● **SELECTED EXTRACT**
----------

Case Study · M&A Due Diligence

Diligence on a Sole-Sourced Target — before the deal closed, on the timeline it demanded.

How a private equity acquirer validated a high-growth target's sole-sourced supply chain across China and Vietnam — confirming cost, capacity, and continuity, and qualifying alternatives in five additional markets — in time to price the risk into the deal rather than discover it after close.

Industry Consumer Goods · PE-Owned
Engagement Pre-Close M&A Diligence
Target Footprint China & Vietnam · sole-sourced
Timeline 3 months · within deal window
Scope Pricing · Capacity · Alternatives
100%
Critical commodities re-sourced to validate true-market costing
5
Alternative markets qualified to reduce sole-source dependency
0
Post-close surprises — bottlenecks surfaced pre-close for proactive management
2
In-market diligence teams stood up within the deal window
THE CHALLENGE

A lean target, a single assembler — and a deal clock that wouldn't wait.

A private equity-owned consumer goods company had moved to acquire a high-growth brand — one whose products were manufactured exclusively in Southeast Asia, with suppliers spanning multiple commodities across China and Vietnam. The acquisition thesis was clean: pair the target's fast-growing brand with the acquirer's established sales and distribution capabilities, and bring dramatically greater reach to a product line that was already winning.

The risk sat beneath the surface. The target ran lean — a small team built around product development, sales, and marketing, with little supply chain or operations depth in-house. Nearly every critical SKU was sole sourced, and production was concentrated with a single overseas assembler. On paper, the brand was a growth story; underneath it sat a supply chain whose resilience had never been independently tested.

Before closing, the acquirer needed independent answers to three questions: Could the target's supply chain actually support the growth targets underlying the deal? Were there hidden risks capable of materially impacting the broader strategy? And did the target's current costing reflect true market pricing across its key commodities — or assumptions that wouldn't survive contact with the market?

Two constraints shaped everything. The deal had a timeline to hold, and the acquirer had no sourcing presence of its own in the region — no team in China or Vietnam to put eyes on suppliers, audit the assembler, or re-price commodities on the ground. Building one inside the deal window was not realistic.

----------

● **MATERIAL SHOWN**
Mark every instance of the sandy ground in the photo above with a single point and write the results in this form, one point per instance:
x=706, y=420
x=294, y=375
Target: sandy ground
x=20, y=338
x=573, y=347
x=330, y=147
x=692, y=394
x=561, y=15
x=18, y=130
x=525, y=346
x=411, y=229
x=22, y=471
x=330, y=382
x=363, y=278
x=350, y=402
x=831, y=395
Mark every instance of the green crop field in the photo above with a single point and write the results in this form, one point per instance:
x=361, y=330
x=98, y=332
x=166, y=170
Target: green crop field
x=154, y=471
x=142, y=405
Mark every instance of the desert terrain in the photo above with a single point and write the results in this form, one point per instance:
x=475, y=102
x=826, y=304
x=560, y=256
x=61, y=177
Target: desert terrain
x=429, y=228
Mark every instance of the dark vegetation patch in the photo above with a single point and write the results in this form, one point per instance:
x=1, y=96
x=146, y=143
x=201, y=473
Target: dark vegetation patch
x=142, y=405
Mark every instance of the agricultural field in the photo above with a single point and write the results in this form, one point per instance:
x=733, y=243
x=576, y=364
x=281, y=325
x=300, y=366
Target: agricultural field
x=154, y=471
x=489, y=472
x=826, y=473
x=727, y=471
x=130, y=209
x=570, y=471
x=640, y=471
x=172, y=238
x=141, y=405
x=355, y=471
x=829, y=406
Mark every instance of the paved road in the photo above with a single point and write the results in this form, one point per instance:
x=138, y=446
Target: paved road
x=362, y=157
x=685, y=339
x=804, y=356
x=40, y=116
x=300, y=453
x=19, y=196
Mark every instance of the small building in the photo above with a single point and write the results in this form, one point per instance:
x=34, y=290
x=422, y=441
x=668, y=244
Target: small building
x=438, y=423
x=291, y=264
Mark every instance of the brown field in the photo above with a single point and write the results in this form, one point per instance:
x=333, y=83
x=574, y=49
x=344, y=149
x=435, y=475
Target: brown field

----------

● **PROBLEM**
Please set down the entire due diligence case study again, word for word.

● **IN RESPONSE**
Case Study · M&A Due Diligence

Diligence on a Sole-Sourced Target — before the deal closed, on the timeline it demanded.

How a private equity acquirer validated a high-growth target's sole-sourced supply chain across China and Vietnam — confirming cost, capacity, and continuity, and qualifying alternatives in five additional markets — in time to price the risk into the deal rather than discover it after close.

Industry Consumer Goods · PE-Owned
Engagement Pre-Close M&A Diligence
Target Footprint China & Vietnam · sole-sourced
Timeline 3 months · within deal window
Scope Pricing · Capacity · Alternatives
100%
Critical commodities re-sourced to validate true-market costing
5
Alternative markets qualified to reduce sole-source dependency
0
Post-close surprises — bottlenecks surfaced pre-close for proactive management
2
In-market diligence teams stood up within the deal window
THE CHALLENGE

A lean target, a single assembler — and a deal clock that wouldn't wait.

A private equity-owned consumer goods company had moved to acquire a high-growth brand — one whose products were manufactured exclusively in Southeast Asia, with suppliers spanning multiple commodities across China and Vietnam. The acquisition thesis was clean: pair the target's fast-growing brand with the acquirer's established sales and distribution capabilities, and bring dramatically greater reach to a product line that was already winning.

The risk sat beneath the surface. The target ran lean — a small team built around product development, sales, and marketing, with little supply chain or operations depth in-house. Nearly every critical SKU was sole sourced, and production was concentrated with a single overseas assembler. On paper, the brand was a growth story; underneath it sat a supply chain whose resilience had never been independently tested.

Before closing, the acquirer needed independent answers to three questions: Could the target's supply chain actually support the growth targets underlying the deal? Were there hidden risks capable of materially impacting the broader strategy? And did the target's current costing reflect true market pricing across its key commodities — or assumptions that wouldn't survive contact with the market?

Two constraints shaped everything. The deal had a timeline to hold, and the acquirer had no sourcing presence of its own in the region — no team in China or Vietnam to put eyes on suppliers, audit the assembler, or re-price commodities on the ground. Building one inside the deal window was not realistic.